REQUIRED ACTION: Transcribe the book review about Means, starting with "In the midst" and going on through "of Malcom X.".

SUPPLIED PASSAGE:
◇ ◇ ◇ ◇ ◇
This upbringing left Means with an apparently inexhaustible reservoir of pain and rage. He chronicles his progression form a young punk hoodlum to an alcoholic adult, losing jobs, dealing dope, running petty scams, getting busted up in fights, abusing women and fathering children only to abandon them. He seems perversely proud of having been the meanest, most irresponsible s.o.b. in the valley-after all, whites were to blame for his problems.

In the midst of this debauchery Means reveals an incongruous Puritanical streak. He denounces powwows as the corruption of Plains Indians' traditions. He calls his marriage to a Hopi woman an act of mongrelization. We later find out she left him not because of traditional differences, as he implies, but because he neglected her devoting all his time to the nascent American Indian Movement.

Means became one of the founding fathers of AIM, and in so doing rose from an obscure drunken lout to a national spokesman for Native American rights. In that sense, this book is bound to elicit comparison to The Autobiography of Malcom X.

However, Malcom X aspired to a higher ethical and moral standard than the racists he opposed. He may have threatened race war against an oppressive system, but he never stooped to the style of thuggism that was AIM's ethical norm. Petty theft, drunken parties, drug dealing, intimidation and violence were all okay as long as they were ostensibly directed against "the enemy," white people.

Over and over again, Means makes blanket condemnations of all 'White People' that he would assuredly bust my chops for if I made them about Indians. Indian ways are in every respect superior to white ways, and Indians lived in a problem-free paradise before whites arrived and messed things up. His hypocrisy, in this respect, is astounding and undermines the righteousness of his cause.
◇ ◇ ◇ ◇ ◇
STORED DATA:
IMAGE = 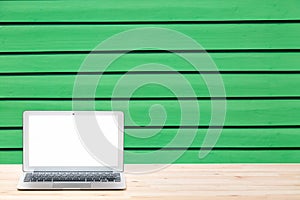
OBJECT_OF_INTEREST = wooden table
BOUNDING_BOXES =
[0,164,300,200]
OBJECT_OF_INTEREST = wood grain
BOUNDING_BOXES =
[0,0,300,22]
[0,23,300,52]
[0,100,300,127]
[0,52,300,73]
[0,73,300,98]
[0,164,300,200]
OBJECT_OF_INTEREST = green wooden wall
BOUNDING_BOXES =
[0,0,300,163]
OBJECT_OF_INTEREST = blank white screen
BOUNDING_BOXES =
[28,114,118,167]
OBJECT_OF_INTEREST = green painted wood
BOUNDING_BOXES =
[0,149,300,164]
[0,0,300,22]
[0,128,300,148]
[0,0,300,22]
[0,52,300,73]
[0,100,300,127]
[0,23,300,52]
[0,74,300,98]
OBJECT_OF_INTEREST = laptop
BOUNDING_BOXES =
[17,111,126,190]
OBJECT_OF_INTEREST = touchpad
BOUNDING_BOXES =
[53,183,91,189]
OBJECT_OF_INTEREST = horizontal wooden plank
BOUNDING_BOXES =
[0,100,300,127]
[0,52,300,73]
[0,150,300,164]
[0,74,300,98]
[0,23,300,52]
[0,0,300,22]
[0,128,300,148]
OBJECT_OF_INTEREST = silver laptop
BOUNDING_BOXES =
[17,111,126,190]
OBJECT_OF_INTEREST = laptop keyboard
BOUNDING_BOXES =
[24,172,121,182]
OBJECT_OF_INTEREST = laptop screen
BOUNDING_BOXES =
[25,112,122,170]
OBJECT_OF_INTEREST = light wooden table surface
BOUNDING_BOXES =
[0,164,300,200]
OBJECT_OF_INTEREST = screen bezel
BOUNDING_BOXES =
[23,111,124,172]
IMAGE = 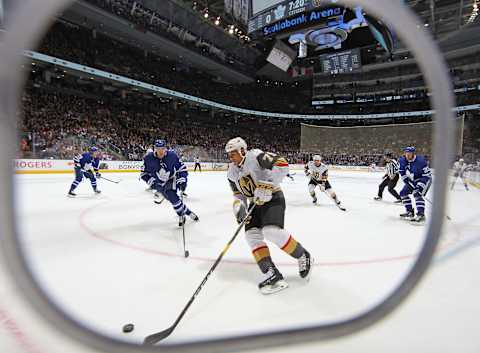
◇ ◇ ◇ ◇ ◇
EXERCISE RESPONSE:
In the midst of this debauchery Means reveals an incongruous Puritanical streak. He denounces powwows as the corruption of Plains Indians' traditions. He calls his marriage to a Hopi woman an act of mongrelization. We later find out she left him not because of traditional differences, as he implies, but because he neglected her devoting all his time to the nascent American Indian Movement.

Means became one of the founding fathers of AIM, and in so doing rose from an obscure drunken lout to a national spokesman for Native American rights. In that sense, this book is bound to elicit comparison to The Autobiography of Malcom X.